#### O que se pede:
Reúna, sem alterações, todas as linhas abaixo em que aparece a palavra "water".

[Entradas para marcação de caixas delimitadoras]
+-------+

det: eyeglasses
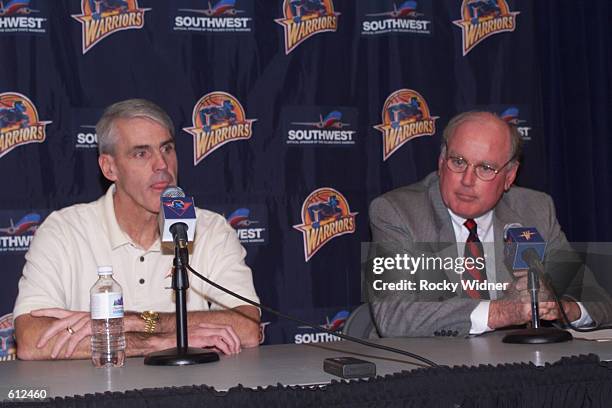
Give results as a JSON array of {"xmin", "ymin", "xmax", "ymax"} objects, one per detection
[{"xmin": 446, "ymin": 155, "xmax": 514, "ymax": 181}]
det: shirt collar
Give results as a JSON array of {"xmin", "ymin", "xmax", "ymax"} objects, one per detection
[
  {"xmin": 102, "ymin": 184, "xmax": 161, "ymax": 252},
  {"xmin": 447, "ymin": 208, "xmax": 494, "ymax": 237}
]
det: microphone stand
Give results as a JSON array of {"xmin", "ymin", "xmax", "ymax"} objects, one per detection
[
  {"xmin": 502, "ymin": 266, "xmax": 572, "ymax": 344},
  {"xmin": 144, "ymin": 224, "xmax": 219, "ymax": 366}
]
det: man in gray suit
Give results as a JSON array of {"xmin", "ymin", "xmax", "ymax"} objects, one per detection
[{"xmin": 366, "ymin": 112, "xmax": 612, "ymax": 337}]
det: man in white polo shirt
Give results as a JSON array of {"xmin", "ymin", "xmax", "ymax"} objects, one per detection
[{"xmin": 13, "ymin": 99, "xmax": 260, "ymax": 359}]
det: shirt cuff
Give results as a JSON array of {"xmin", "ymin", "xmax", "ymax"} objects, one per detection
[
  {"xmin": 572, "ymin": 302, "xmax": 593, "ymax": 327},
  {"xmin": 470, "ymin": 300, "xmax": 493, "ymax": 334}
]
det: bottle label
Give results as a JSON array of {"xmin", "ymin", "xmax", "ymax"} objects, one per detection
[{"xmin": 91, "ymin": 292, "xmax": 123, "ymax": 319}]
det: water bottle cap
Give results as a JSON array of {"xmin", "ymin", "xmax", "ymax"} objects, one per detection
[{"xmin": 98, "ymin": 265, "xmax": 113, "ymax": 275}]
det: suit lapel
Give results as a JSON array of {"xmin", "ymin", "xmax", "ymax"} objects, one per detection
[
  {"xmin": 429, "ymin": 177, "xmax": 461, "ymax": 283},
  {"xmin": 493, "ymin": 196, "xmax": 521, "ymax": 282}
]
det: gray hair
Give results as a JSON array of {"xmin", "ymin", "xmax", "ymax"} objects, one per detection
[
  {"xmin": 441, "ymin": 111, "xmax": 523, "ymax": 163},
  {"xmin": 96, "ymin": 99, "xmax": 174, "ymax": 154}
]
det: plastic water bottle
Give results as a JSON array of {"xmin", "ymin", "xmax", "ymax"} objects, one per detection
[{"xmin": 89, "ymin": 266, "xmax": 125, "ymax": 367}]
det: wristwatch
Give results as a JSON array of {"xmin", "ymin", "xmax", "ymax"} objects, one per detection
[{"xmin": 140, "ymin": 310, "xmax": 159, "ymax": 334}]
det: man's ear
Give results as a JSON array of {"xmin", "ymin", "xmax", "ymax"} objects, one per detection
[
  {"xmin": 98, "ymin": 153, "xmax": 117, "ymax": 182},
  {"xmin": 504, "ymin": 161, "xmax": 519, "ymax": 191}
]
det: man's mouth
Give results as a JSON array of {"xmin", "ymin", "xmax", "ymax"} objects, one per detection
[
  {"xmin": 455, "ymin": 193, "xmax": 478, "ymax": 202},
  {"xmin": 151, "ymin": 181, "xmax": 170, "ymax": 192}
]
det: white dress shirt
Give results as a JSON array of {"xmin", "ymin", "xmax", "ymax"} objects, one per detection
[{"xmin": 448, "ymin": 209, "xmax": 593, "ymax": 334}]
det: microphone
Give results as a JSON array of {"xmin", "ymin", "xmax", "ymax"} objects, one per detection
[
  {"xmin": 159, "ymin": 186, "xmax": 196, "ymax": 248},
  {"xmin": 504, "ymin": 224, "xmax": 546, "ymax": 273},
  {"xmin": 503, "ymin": 224, "xmax": 572, "ymax": 344}
]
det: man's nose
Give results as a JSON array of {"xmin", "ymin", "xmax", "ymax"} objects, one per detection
[
  {"xmin": 461, "ymin": 165, "xmax": 476, "ymax": 187},
  {"xmin": 153, "ymin": 152, "xmax": 168, "ymax": 171}
]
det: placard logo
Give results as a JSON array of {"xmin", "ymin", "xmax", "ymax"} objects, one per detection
[
  {"xmin": 173, "ymin": 0, "xmax": 253, "ymax": 33},
  {"xmin": 72, "ymin": 0, "xmax": 151, "ymax": 54},
  {"xmin": 287, "ymin": 110, "xmax": 357, "ymax": 145},
  {"xmin": 374, "ymin": 89, "xmax": 438, "ymax": 161},
  {"xmin": 293, "ymin": 310, "xmax": 350, "ymax": 344},
  {"xmin": 0, "ymin": 212, "xmax": 42, "ymax": 252},
  {"xmin": 361, "ymin": 0, "xmax": 432, "ymax": 35},
  {"xmin": 0, "ymin": 313, "xmax": 17, "ymax": 361},
  {"xmin": 275, "ymin": 0, "xmax": 340, "ymax": 54},
  {"xmin": 293, "ymin": 187, "xmax": 358, "ymax": 262},
  {"xmin": 0, "ymin": 92, "xmax": 51, "ymax": 157},
  {"xmin": 499, "ymin": 106, "xmax": 531, "ymax": 140},
  {"xmin": 183, "ymin": 92, "xmax": 257, "ymax": 166},
  {"xmin": 0, "ymin": 0, "xmax": 47, "ymax": 34},
  {"xmin": 453, "ymin": 0, "xmax": 519, "ymax": 56},
  {"xmin": 227, "ymin": 208, "xmax": 266, "ymax": 244}
]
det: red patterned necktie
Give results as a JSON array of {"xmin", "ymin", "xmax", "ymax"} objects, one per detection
[{"xmin": 461, "ymin": 218, "xmax": 490, "ymax": 299}]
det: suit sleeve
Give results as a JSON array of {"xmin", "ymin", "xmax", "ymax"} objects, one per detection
[
  {"xmin": 544, "ymin": 195, "xmax": 612, "ymax": 325},
  {"xmin": 365, "ymin": 196, "xmax": 479, "ymax": 337}
]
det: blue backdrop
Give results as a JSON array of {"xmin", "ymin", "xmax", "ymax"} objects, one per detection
[{"xmin": 0, "ymin": 0, "xmax": 612, "ymax": 356}]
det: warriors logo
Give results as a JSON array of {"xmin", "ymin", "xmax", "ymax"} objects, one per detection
[
  {"xmin": 0, "ymin": 92, "xmax": 51, "ymax": 157},
  {"xmin": 453, "ymin": 0, "xmax": 519, "ymax": 56},
  {"xmin": 374, "ymin": 89, "xmax": 438, "ymax": 161},
  {"xmin": 183, "ymin": 92, "xmax": 257, "ymax": 166},
  {"xmin": 72, "ymin": 0, "xmax": 151, "ymax": 54},
  {"xmin": 293, "ymin": 187, "xmax": 357, "ymax": 262},
  {"xmin": 275, "ymin": 0, "xmax": 340, "ymax": 54}
]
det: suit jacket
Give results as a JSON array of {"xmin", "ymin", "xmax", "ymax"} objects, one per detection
[{"xmin": 366, "ymin": 173, "xmax": 612, "ymax": 337}]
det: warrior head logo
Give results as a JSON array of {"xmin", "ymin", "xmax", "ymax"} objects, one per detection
[
  {"xmin": 0, "ymin": 92, "xmax": 51, "ymax": 157},
  {"xmin": 374, "ymin": 89, "xmax": 438, "ymax": 160},
  {"xmin": 183, "ymin": 92, "xmax": 257, "ymax": 165},
  {"xmin": 276, "ymin": 0, "xmax": 340, "ymax": 54},
  {"xmin": 453, "ymin": 0, "xmax": 519, "ymax": 56},
  {"xmin": 293, "ymin": 187, "xmax": 357, "ymax": 262},
  {"xmin": 72, "ymin": 0, "xmax": 150, "ymax": 54}
]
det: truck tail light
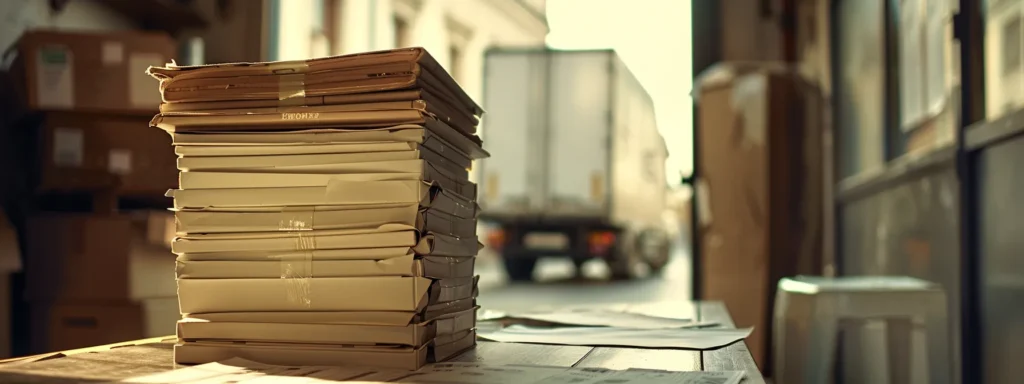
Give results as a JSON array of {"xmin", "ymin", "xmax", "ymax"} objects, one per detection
[{"xmin": 587, "ymin": 231, "xmax": 615, "ymax": 255}]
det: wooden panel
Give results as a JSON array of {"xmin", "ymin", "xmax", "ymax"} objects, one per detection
[
  {"xmin": 0, "ymin": 343, "xmax": 174, "ymax": 383},
  {"xmin": 699, "ymin": 301, "xmax": 765, "ymax": 384},
  {"xmin": 452, "ymin": 341, "xmax": 593, "ymax": 367},
  {"xmin": 575, "ymin": 347, "xmax": 701, "ymax": 371}
]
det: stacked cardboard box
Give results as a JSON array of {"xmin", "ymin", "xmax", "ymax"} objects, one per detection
[
  {"xmin": 8, "ymin": 30, "xmax": 178, "ymax": 353},
  {"xmin": 25, "ymin": 211, "xmax": 178, "ymax": 353},
  {"xmin": 150, "ymin": 49, "xmax": 486, "ymax": 369}
]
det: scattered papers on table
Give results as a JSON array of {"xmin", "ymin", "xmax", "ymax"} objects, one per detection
[
  {"xmin": 477, "ymin": 326, "xmax": 752, "ymax": 349},
  {"xmin": 481, "ymin": 310, "xmax": 716, "ymax": 330},
  {"xmin": 121, "ymin": 358, "xmax": 743, "ymax": 384}
]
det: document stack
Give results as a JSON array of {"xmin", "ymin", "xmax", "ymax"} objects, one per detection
[{"xmin": 150, "ymin": 48, "xmax": 487, "ymax": 370}]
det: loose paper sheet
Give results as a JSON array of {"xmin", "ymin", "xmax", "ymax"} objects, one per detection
[
  {"xmin": 477, "ymin": 326, "xmax": 752, "ymax": 349},
  {"xmin": 477, "ymin": 310, "xmax": 714, "ymax": 330},
  {"xmin": 120, "ymin": 358, "xmax": 743, "ymax": 384}
]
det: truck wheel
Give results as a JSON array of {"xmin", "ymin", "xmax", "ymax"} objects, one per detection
[{"xmin": 504, "ymin": 258, "xmax": 537, "ymax": 282}]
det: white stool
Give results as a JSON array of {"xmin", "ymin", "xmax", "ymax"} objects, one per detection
[{"xmin": 772, "ymin": 276, "xmax": 958, "ymax": 384}]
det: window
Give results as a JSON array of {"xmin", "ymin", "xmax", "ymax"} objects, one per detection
[
  {"xmin": 391, "ymin": 14, "xmax": 412, "ymax": 48},
  {"xmin": 449, "ymin": 44, "xmax": 463, "ymax": 81},
  {"xmin": 309, "ymin": 0, "xmax": 339, "ymax": 57}
]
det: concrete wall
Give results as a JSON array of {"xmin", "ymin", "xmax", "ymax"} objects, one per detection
[{"xmin": 0, "ymin": 0, "xmax": 135, "ymax": 52}]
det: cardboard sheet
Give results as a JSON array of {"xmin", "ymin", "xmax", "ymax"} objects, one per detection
[
  {"xmin": 122, "ymin": 357, "xmax": 743, "ymax": 384},
  {"xmin": 176, "ymin": 255, "xmax": 476, "ymax": 279},
  {"xmin": 171, "ymin": 224, "xmax": 482, "ymax": 259},
  {"xmin": 485, "ymin": 310, "xmax": 712, "ymax": 330},
  {"xmin": 147, "ymin": 48, "xmax": 483, "ymax": 116},
  {"xmin": 178, "ymin": 160, "xmax": 476, "ymax": 199},
  {"xmin": 174, "ymin": 331, "xmax": 476, "ymax": 371},
  {"xmin": 161, "ymin": 98, "xmax": 479, "ymax": 137},
  {"xmin": 183, "ymin": 298, "xmax": 476, "ymax": 327},
  {"xmin": 150, "ymin": 110, "xmax": 487, "ymax": 159},
  {"xmin": 178, "ymin": 276, "xmax": 476, "ymax": 313},
  {"xmin": 177, "ymin": 309, "xmax": 476, "ymax": 347},
  {"xmin": 178, "ymin": 247, "xmax": 414, "ymax": 261},
  {"xmin": 175, "ymin": 204, "xmax": 476, "ymax": 237},
  {"xmin": 480, "ymin": 326, "xmax": 753, "ymax": 349},
  {"xmin": 160, "ymin": 89, "xmax": 480, "ymax": 128},
  {"xmin": 177, "ymin": 146, "xmax": 469, "ymax": 179}
]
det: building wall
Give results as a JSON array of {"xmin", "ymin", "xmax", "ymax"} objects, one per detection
[{"xmin": 0, "ymin": 0, "xmax": 135, "ymax": 52}]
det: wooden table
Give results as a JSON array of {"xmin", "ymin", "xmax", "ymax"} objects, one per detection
[{"xmin": 0, "ymin": 301, "xmax": 765, "ymax": 384}]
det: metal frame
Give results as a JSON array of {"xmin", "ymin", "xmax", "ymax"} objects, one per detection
[
  {"xmin": 681, "ymin": 1, "xmax": 722, "ymax": 300},
  {"xmin": 953, "ymin": 0, "xmax": 983, "ymax": 383}
]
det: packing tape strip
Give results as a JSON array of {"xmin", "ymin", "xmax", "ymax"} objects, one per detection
[
  {"xmin": 279, "ymin": 210, "xmax": 316, "ymax": 308},
  {"xmin": 270, "ymin": 61, "xmax": 309, "ymax": 109}
]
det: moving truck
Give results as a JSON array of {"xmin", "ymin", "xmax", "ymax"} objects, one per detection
[{"xmin": 475, "ymin": 49, "xmax": 671, "ymax": 281}]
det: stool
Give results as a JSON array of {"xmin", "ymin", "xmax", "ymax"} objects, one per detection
[{"xmin": 772, "ymin": 276, "xmax": 958, "ymax": 384}]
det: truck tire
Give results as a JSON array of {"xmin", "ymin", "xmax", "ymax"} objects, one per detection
[{"xmin": 503, "ymin": 257, "xmax": 537, "ymax": 282}]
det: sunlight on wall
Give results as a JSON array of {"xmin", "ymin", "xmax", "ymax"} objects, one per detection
[{"xmin": 547, "ymin": 0, "xmax": 693, "ymax": 184}]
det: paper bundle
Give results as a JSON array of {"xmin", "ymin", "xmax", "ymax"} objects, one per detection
[{"xmin": 150, "ymin": 48, "xmax": 486, "ymax": 369}]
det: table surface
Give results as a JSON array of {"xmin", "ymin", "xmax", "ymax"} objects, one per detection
[{"xmin": 0, "ymin": 301, "xmax": 764, "ymax": 384}]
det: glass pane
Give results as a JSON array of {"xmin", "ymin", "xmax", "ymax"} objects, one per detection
[{"xmin": 836, "ymin": 0, "xmax": 886, "ymax": 177}]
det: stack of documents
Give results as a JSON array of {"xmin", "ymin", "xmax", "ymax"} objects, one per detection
[{"xmin": 150, "ymin": 48, "xmax": 486, "ymax": 369}]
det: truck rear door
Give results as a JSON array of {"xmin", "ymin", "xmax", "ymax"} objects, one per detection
[{"xmin": 547, "ymin": 51, "xmax": 611, "ymax": 217}]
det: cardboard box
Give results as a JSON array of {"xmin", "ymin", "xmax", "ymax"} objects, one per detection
[
  {"xmin": 178, "ymin": 308, "xmax": 476, "ymax": 347},
  {"xmin": 694, "ymin": 63, "xmax": 831, "ymax": 370},
  {"xmin": 26, "ymin": 211, "xmax": 176, "ymax": 302},
  {"xmin": 15, "ymin": 31, "xmax": 177, "ymax": 116},
  {"xmin": 174, "ymin": 331, "xmax": 476, "ymax": 371},
  {"xmin": 31, "ymin": 297, "xmax": 180, "ymax": 353},
  {"xmin": 178, "ymin": 275, "xmax": 477, "ymax": 313},
  {"xmin": 36, "ymin": 113, "xmax": 177, "ymax": 196}
]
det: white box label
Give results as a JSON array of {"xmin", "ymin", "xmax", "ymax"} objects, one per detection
[
  {"xmin": 36, "ymin": 45, "xmax": 75, "ymax": 109},
  {"xmin": 106, "ymin": 150, "xmax": 131, "ymax": 175},
  {"xmin": 128, "ymin": 53, "xmax": 166, "ymax": 107},
  {"xmin": 100, "ymin": 41, "xmax": 125, "ymax": 66},
  {"xmin": 53, "ymin": 128, "xmax": 85, "ymax": 167}
]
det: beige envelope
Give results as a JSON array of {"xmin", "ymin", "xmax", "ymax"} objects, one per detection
[
  {"xmin": 178, "ymin": 247, "xmax": 415, "ymax": 261},
  {"xmin": 177, "ymin": 144, "xmax": 472, "ymax": 175},
  {"xmin": 171, "ymin": 125, "xmax": 487, "ymax": 168},
  {"xmin": 178, "ymin": 276, "xmax": 476, "ymax": 313},
  {"xmin": 167, "ymin": 180, "xmax": 476, "ymax": 217},
  {"xmin": 150, "ymin": 110, "xmax": 487, "ymax": 159},
  {"xmin": 161, "ymin": 97, "xmax": 479, "ymax": 136},
  {"xmin": 171, "ymin": 224, "xmax": 417, "ymax": 259},
  {"xmin": 174, "ymin": 331, "xmax": 476, "ymax": 371},
  {"xmin": 178, "ymin": 160, "xmax": 476, "ymax": 199},
  {"xmin": 177, "ymin": 308, "xmax": 476, "ymax": 347},
  {"xmin": 183, "ymin": 293, "xmax": 476, "ymax": 327},
  {"xmin": 146, "ymin": 48, "xmax": 483, "ymax": 116},
  {"xmin": 174, "ymin": 141, "xmax": 419, "ymax": 156},
  {"xmin": 160, "ymin": 89, "xmax": 480, "ymax": 133},
  {"xmin": 174, "ymin": 203, "xmax": 476, "ymax": 237},
  {"xmin": 175, "ymin": 255, "xmax": 476, "ymax": 279}
]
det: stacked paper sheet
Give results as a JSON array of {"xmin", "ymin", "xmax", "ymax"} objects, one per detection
[{"xmin": 150, "ymin": 48, "xmax": 486, "ymax": 369}]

+-------+

#### Resultado da tarefa:
det: water bottle cap
det: plastic water bottle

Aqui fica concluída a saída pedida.